**PROBLEMS TO WORK ON:**
1/ Based on the TCG BDC organization note, explain in one to three sentences how the Company is connected to The Carlyle Group Inc.
2/ Continue the TCG BDC organization note from its final sentence.

**DOCUMENT TEXT:**
NOTES TO CONSOLIDATED FINANCIAL STATEMENTS (unaudited)
As of June 30, 2020
(dollar amounts in thousands, except per share data)
1. ORGANIZATION
TCG BDC, Inc. (together with its consolidated subsidiaries, “we,” “us,” “our,” “TCG BDC” or the “Company”) is a Maryland corporation formed on February 8, 2012, and structured as an externally managed, non-diversified closed-end investment company. The Company is managed by its investment adviser, Carlyle Global Credit Investment Management L.L.C. (“CGCIM” or “Investment Adviser”), a wholly owned subsidiary of The Carlyle Group Inc. (formerly, The Carlyle Group L.P.). The Company has elected to be regulated as a business development company (“BDC”) under the Investment Company Act of 1940, as amended (together with the rules and regulations promulgated thereunder, the “Investment Company Act”). In addition, the Company has elected to be treated, and intends to continue to comply with the requirements to qualify annually, as a regulated investment company (“RIC”) under Subchapter M of the Internal Revenue Code of 1986, as amended (together with the rules and regulations promulgated thereunder, the “Code”).

Rows from a segmentation dataset:
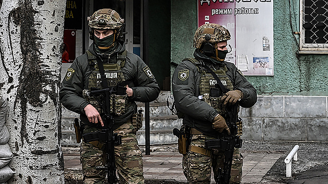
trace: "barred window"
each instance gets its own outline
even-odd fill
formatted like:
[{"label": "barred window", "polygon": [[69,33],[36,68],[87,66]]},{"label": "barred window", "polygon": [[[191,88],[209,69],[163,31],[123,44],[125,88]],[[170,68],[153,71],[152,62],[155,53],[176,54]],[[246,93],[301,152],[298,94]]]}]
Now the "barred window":
[{"label": "barred window", "polygon": [[300,51],[328,52],[328,2],[300,0]]}]

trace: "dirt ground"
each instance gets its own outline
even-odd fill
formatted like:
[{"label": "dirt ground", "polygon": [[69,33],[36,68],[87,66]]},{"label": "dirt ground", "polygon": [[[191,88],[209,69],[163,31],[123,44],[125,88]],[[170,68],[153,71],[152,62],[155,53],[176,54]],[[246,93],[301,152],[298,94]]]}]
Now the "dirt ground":
[{"label": "dirt ground", "polygon": [[[285,177],[285,165],[284,160],[296,145],[299,146],[298,152],[298,161],[293,161],[292,165],[292,178]],[[153,146],[152,151],[172,151],[176,146]],[[242,151],[254,152],[281,153],[283,155],[275,163],[266,173],[261,183],[279,182],[282,183],[308,183],[304,179],[311,177],[320,179],[320,176],[326,175],[328,177],[328,142],[305,142],[295,141],[260,141],[243,140]],[[313,176],[311,173],[316,173],[318,176]],[[310,173],[310,174],[309,174]],[[323,174],[326,173],[326,174]],[[316,183],[328,183],[321,180]],[[68,184],[81,184],[81,181],[66,181]],[[311,182],[312,183],[312,182]],[[182,184],[182,182],[172,180],[146,180],[146,184]]]}]

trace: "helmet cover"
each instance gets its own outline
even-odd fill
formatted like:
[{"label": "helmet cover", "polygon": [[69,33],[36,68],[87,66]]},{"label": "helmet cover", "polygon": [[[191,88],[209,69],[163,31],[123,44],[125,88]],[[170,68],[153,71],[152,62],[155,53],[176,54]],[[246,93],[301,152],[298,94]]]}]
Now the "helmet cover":
[{"label": "helmet cover", "polygon": [[94,29],[118,29],[124,25],[124,19],[115,10],[103,9],[88,17],[89,26]]},{"label": "helmet cover", "polygon": [[229,40],[231,36],[229,31],[216,24],[206,24],[200,26],[195,32],[193,47],[200,49],[203,42],[216,43]]}]

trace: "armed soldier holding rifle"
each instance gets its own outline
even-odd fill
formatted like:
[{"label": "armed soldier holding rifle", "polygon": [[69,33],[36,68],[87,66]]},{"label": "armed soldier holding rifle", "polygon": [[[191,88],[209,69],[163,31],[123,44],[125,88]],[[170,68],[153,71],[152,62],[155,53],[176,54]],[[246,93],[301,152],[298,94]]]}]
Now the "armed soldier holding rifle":
[{"label": "armed soldier holding rifle", "polygon": [[99,10],[88,21],[93,43],[68,68],[59,92],[63,105],[80,114],[84,183],[104,183],[107,174],[110,183],[144,183],[135,101],[155,100],[159,87],[142,59],[126,50],[124,21],[115,11]]},{"label": "armed soldier holding rifle", "polygon": [[252,107],[257,95],[235,65],[224,61],[230,38],[221,26],[199,27],[193,40],[194,58],[183,59],[172,77],[175,105],[183,119],[179,149],[189,183],[210,183],[211,168],[217,183],[241,182],[239,106]]}]

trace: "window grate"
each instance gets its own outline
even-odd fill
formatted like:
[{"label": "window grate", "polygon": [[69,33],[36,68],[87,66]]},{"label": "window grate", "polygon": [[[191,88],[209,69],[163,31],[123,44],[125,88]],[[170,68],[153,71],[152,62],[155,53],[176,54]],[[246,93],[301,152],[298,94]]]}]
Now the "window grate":
[{"label": "window grate", "polygon": [[[301,0],[301,50],[326,51],[328,48],[328,1]],[[321,49],[322,48],[322,49]],[[319,50],[318,50],[319,49]]]}]

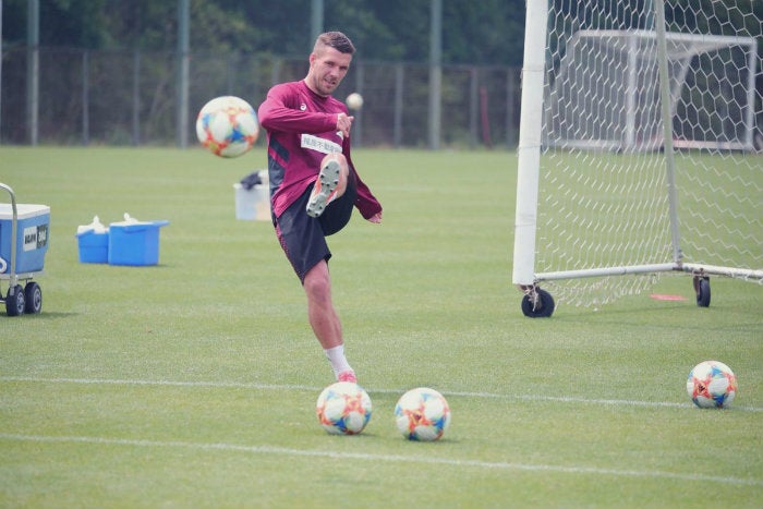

**PER-TASK ANSWERS:**
1/ The Company is externally managed by its investment adviser, Carlyle Global Credit Investment Management L.L.C. (CGCIM). CGCIM is a wholly owned subsidiary of The Carlyle Group Inc., formerly The Carlyle Group L.P.

2/
The Company’s investment objective is to generate current income and capital appreciation primarily through debt investments. The Company's core investment strategy focuses on lending to U.S. middle market companies, which the Company defines as companies with approximately $25 million to $100 million of earnings before interest, taxes, depreciation and amortization (“EBITDA”), which the Company believes is a useful proxy for cash flow. The Company complements this core strategy with additive, diversifying assets including, but not limited to, specialty lending investments. The Company seeks to achieve its investment objective primarily through direct origination of secured debt instruments, including first lien senior secured loans (which may include stand-alone first lien loans, first lien/last out loans and “unitranche” loans) and second lien senior secured loans (collectively, “Middle Market Senior Loans”), with the balance of its assets invested in higher yielding investments (which may include unsecured debt, mezzanine debt and investments in equities). The Middle Market Senior Loans are generally made to private U.S. middle market companies that are, in many cases, controlled by private equity firms. Depending on market conditions, the Company expects that between 70% and 80% of the value of its assets will be invested in Middle Market Senior Loans. The Company expects that the composition of its portfolio will change over time given the Investment Adviser’s view on, among other things, the economic and credit environment (including with respect to interest rates) in which the Company is operating.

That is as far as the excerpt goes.